About this exercise — Output each entry exactly as written.

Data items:
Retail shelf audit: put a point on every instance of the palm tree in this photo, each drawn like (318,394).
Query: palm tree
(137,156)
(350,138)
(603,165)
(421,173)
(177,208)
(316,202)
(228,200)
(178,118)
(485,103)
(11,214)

Output for this task —
Retail shelf audit: put a point on every instance of the palm tree in this photo, each drawn like (318,394).
Query: palm tree
(137,156)
(350,138)
(603,165)
(421,173)
(177,208)
(316,202)
(228,200)
(178,118)
(485,103)
(11,214)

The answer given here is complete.